RECORDS SUPPLIED:

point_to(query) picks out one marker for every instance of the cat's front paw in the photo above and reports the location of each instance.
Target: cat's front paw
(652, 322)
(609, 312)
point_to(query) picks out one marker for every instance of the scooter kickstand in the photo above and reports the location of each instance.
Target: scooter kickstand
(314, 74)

BRIEF:
Exactly reproduce all of the entries above.

EXERCISE RESPONSE:
point_to(query) picks out one marker for every instance of the cat's front paw in the photo above and reports the location of each instance.
Target: cat's front paw
(652, 322)
(609, 312)
point_to(query) picks out one marker for every instance of the scooter kickstand in the photo above and reports the location of each instance.
Target: scooter kickstand
(314, 74)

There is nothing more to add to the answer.